Task goal
Could you render the material as a Markdown table with columns "Row" and "Line", beginning at the line that contains "outline white cloud" and continuing through the end of the material, with blank lines omitted?

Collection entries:
- - -
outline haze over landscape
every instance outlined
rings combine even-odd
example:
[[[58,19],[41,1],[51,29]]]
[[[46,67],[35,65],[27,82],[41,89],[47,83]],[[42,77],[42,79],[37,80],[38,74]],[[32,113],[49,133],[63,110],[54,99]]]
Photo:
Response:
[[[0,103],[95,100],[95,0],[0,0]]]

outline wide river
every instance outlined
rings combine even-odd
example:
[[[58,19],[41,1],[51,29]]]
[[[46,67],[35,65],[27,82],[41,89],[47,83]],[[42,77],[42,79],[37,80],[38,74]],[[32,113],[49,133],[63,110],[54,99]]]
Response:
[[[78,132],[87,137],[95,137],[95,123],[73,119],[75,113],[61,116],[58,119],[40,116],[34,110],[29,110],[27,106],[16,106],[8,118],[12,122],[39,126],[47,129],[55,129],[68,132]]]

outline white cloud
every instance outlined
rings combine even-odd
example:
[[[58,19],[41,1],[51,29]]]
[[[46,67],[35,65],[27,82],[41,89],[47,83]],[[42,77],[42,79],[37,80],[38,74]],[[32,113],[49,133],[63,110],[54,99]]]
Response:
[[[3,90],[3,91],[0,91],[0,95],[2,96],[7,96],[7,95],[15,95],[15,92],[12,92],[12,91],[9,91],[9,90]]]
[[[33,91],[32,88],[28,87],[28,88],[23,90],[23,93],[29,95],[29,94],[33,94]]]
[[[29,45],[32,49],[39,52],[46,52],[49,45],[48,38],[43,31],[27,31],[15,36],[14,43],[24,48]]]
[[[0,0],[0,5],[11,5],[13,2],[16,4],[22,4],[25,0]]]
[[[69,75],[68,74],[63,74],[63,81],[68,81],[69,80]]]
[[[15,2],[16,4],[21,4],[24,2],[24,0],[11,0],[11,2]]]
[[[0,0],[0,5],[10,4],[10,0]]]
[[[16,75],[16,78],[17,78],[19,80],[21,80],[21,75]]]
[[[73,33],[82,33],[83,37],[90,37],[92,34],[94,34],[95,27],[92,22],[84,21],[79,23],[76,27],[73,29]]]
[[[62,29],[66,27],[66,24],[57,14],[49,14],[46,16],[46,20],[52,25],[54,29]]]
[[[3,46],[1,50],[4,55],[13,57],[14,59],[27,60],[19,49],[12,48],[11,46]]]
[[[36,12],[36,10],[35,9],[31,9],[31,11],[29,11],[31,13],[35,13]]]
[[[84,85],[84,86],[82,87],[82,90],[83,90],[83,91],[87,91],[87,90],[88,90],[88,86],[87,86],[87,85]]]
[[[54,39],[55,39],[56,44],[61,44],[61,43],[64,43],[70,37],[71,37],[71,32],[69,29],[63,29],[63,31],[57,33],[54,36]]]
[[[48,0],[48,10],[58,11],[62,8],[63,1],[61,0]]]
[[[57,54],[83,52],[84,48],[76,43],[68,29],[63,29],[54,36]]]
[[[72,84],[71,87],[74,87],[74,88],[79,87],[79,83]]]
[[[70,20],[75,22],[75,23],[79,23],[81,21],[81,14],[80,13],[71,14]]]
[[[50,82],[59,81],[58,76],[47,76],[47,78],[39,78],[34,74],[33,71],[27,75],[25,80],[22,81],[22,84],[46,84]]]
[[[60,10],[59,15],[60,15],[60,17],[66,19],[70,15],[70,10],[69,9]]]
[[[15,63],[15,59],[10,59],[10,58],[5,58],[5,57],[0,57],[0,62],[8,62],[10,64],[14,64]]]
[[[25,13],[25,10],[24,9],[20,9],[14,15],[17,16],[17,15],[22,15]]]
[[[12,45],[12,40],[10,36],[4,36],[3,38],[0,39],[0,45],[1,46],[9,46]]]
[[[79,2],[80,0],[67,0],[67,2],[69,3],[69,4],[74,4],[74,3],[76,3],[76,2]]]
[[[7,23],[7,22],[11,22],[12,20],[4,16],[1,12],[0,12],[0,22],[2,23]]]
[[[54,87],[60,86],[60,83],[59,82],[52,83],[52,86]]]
- - -
Solution to this task
| Row | Line |
|---|---|
| 1 | outline white cloud |
| 2 | every instance outlined |
| 3 | rings combine even-odd |
| 4 | example: |
| 5 | [[[58,19],[41,1],[51,29]]] |
| 6 | [[[46,67],[35,65],[27,82],[41,89],[47,83]],[[42,77],[42,79],[37,80],[38,74]],[[32,113],[49,133],[63,110],[54,99]]] |
| 7 | Response: |
| 8 | [[[3,90],[3,91],[0,91],[0,95],[2,96],[7,96],[7,95],[15,95],[15,92],[12,92],[12,91],[9,91],[9,90]]] |
| 9 | [[[33,91],[32,88],[28,87],[28,88],[23,90],[23,93],[29,95],[29,94],[33,94]]] |
| 10 | [[[29,45],[32,49],[39,52],[46,52],[49,45],[48,38],[43,31],[27,31],[15,36],[14,43],[24,48]]] |
| 11 | [[[0,0],[0,5],[11,5],[13,2],[16,4],[22,4],[25,0]]] |
| 12 | [[[69,75],[68,74],[63,74],[63,81],[68,81],[69,80]]] |
| 13 | [[[15,2],[16,4],[21,4],[24,2],[24,0],[11,0],[11,2]]] |
| 14 | [[[0,0],[0,5],[10,4],[10,0]]] |
| 15 | [[[16,75],[16,78],[17,78],[19,80],[21,80],[21,75]]] |
| 16 | [[[73,33],[82,33],[83,37],[90,37],[92,34],[94,34],[95,27],[92,22],[84,21],[79,23],[76,27],[73,29]]] |
| 17 | [[[62,29],[66,27],[66,24],[57,14],[49,14],[46,16],[46,20],[52,25],[54,29]]] |
| 18 | [[[3,46],[1,50],[4,55],[13,57],[14,59],[27,60],[19,49],[12,48],[11,46]]] |
| 19 | [[[36,12],[36,10],[35,9],[31,9],[31,11],[29,11],[31,13],[35,13]]] |
| 20 | [[[84,85],[84,86],[82,87],[82,90],[83,90],[83,91],[87,91],[87,90],[88,90],[88,86],[87,86],[87,85]]] |
| 21 | [[[54,39],[55,39],[56,44],[61,44],[61,43],[64,43],[70,37],[71,37],[71,32],[69,29],[63,29],[63,31],[57,33],[54,36]]] |
| 22 | [[[48,0],[48,10],[58,11],[62,8],[63,1],[61,0]]] |
| 23 | [[[57,54],[83,52],[84,48],[76,43],[68,29],[63,29],[54,36]]] |
| 24 | [[[72,84],[71,87],[74,87],[74,88],[79,87],[79,83]]] |
| 25 | [[[70,20],[75,22],[75,23],[79,23],[81,21],[81,14],[80,13],[71,14]]] |
| 26 | [[[50,82],[59,81],[58,76],[47,76],[47,78],[39,78],[34,74],[33,71],[27,75],[25,80],[22,81],[22,84],[46,84]]] |
| 27 | [[[60,10],[59,15],[60,15],[60,17],[66,19],[70,15],[70,10],[69,9]]] |
| 28 | [[[15,63],[15,59],[10,59],[10,58],[5,58],[5,57],[0,57],[0,62],[8,62],[10,64],[14,64]]] |
| 29 | [[[25,13],[25,10],[24,9],[20,9],[14,15],[17,16],[17,15],[22,15]]] |
| 30 | [[[12,45],[12,40],[10,36],[4,36],[3,38],[0,39],[0,45],[1,46],[9,46]]] |
| 31 | [[[79,2],[80,0],[67,0],[67,2],[69,3],[69,4],[74,4],[74,3],[76,3],[76,2]]] |
| 32 | [[[7,23],[7,22],[11,22],[12,20],[4,16],[1,12],[0,12],[0,22],[2,23]]] |
| 33 | [[[54,87],[60,86],[60,83],[59,82],[52,83],[52,86]]] |